- [STATED GOAL]
Rewrite every line of the rows below as a numbered list, omitting any blank lines.

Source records

:::

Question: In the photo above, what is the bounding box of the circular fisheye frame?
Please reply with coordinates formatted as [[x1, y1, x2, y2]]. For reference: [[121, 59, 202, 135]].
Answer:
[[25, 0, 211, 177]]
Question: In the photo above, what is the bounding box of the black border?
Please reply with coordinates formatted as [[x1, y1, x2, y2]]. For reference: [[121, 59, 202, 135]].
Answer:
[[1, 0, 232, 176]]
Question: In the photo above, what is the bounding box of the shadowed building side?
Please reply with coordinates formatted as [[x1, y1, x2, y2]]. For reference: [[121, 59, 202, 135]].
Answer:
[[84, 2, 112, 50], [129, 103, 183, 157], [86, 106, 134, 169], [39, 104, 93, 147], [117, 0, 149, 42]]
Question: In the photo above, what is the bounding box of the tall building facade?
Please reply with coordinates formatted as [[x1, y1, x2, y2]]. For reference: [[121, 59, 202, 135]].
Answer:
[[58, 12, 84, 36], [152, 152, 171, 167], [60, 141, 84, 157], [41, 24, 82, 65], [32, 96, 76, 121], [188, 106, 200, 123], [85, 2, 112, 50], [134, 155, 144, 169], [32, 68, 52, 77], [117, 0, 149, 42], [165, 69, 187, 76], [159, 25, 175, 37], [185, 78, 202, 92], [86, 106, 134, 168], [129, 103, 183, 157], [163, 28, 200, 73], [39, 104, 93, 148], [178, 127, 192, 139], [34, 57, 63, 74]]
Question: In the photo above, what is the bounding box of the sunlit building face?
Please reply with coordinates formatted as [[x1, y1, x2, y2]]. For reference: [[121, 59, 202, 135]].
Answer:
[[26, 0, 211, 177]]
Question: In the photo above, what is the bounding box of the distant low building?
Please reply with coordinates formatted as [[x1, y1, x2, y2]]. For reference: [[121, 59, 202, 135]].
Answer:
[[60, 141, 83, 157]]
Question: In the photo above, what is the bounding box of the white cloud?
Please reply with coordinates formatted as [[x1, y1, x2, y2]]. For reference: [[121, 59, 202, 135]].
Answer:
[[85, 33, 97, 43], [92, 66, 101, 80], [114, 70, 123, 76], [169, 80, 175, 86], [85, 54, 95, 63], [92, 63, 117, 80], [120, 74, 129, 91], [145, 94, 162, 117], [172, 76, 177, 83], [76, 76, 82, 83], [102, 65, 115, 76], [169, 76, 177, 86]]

:::

- [ANSWER TO THE EXERCISE]
1. Question: In the photo above, what is the bounding box of the circular fisheye frame?
2. Please reply with coordinates formatted as [[x1, y1, x2, y2]]. For reference: [[121, 59, 202, 135]].
3. Answer:
4. [[25, 0, 211, 177]]
5. Question: In the photo above, what is the bounding box of the black border?
6. Please reply with coordinates formatted as [[x1, y1, x2, y2]]. For reference: [[121, 59, 202, 135]].
7. Answer:
8. [[1, 0, 232, 176]]
9. Question: In the photo above, what is the bounding box of the shadowed building side?
10. Please reply with coordinates formatted as [[x1, y1, x2, y2]]. For reference: [[121, 59, 202, 135]].
11. Answer:
12. [[84, 2, 112, 50], [129, 103, 183, 157], [86, 106, 134, 169], [39, 104, 93, 147], [117, 0, 149, 42]]
13. Question: In the photo above, what is the bounding box of the tall building facade?
14. Please reply with coordinates formatted as [[x1, y1, x2, y2]]. For reference: [[121, 59, 202, 135]].
15. Answer:
16. [[58, 12, 84, 36], [152, 152, 171, 167], [60, 141, 84, 157], [41, 24, 82, 65], [32, 96, 76, 121], [188, 106, 200, 123], [85, 2, 112, 50], [134, 155, 144, 169], [32, 68, 52, 77], [117, 0, 149, 42], [165, 69, 187, 76], [159, 25, 175, 37], [185, 78, 202, 92], [86, 106, 134, 168], [129, 103, 183, 157], [163, 28, 200, 73], [39, 104, 93, 148], [178, 127, 192, 139], [34, 57, 63, 74]]
17. Question: In the photo above, what is the bounding box of the sunlit building face?
18. Please reply with coordinates formatted as [[x1, y1, x2, y2]]. For reference: [[121, 59, 202, 135]].
19. Answer:
20. [[26, 0, 211, 177]]
21. Question: In the photo above, what is the bounding box of the distant low building?
22. Please reply with coordinates formatted as [[x1, y1, x2, y2]]. For reference: [[121, 59, 202, 135]].
23. Answer:
24. [[60, 141, 83, 157]]
25. Question: In the photo above, what is the bounding box of the white cloud?
26. Please reply with coordinates formatted as [[x1, y1, x2, y2]]. For reference: [[121, 59, 202, 135]].
27. Answer:
28. [[85, 33, 97, 43], [92, 66, 101, 80], [114, 70, 123, 76], [169, 80, 175, 86], [85, 54, 95, 63], [92, 63, 117, 80], [120, 74, 129, 91], [145, 94, 162, 117], [172, 76, 177, 83], [76, 76, 82, 83], [102, 65, 115, 76], [169, 76, 177, 86]]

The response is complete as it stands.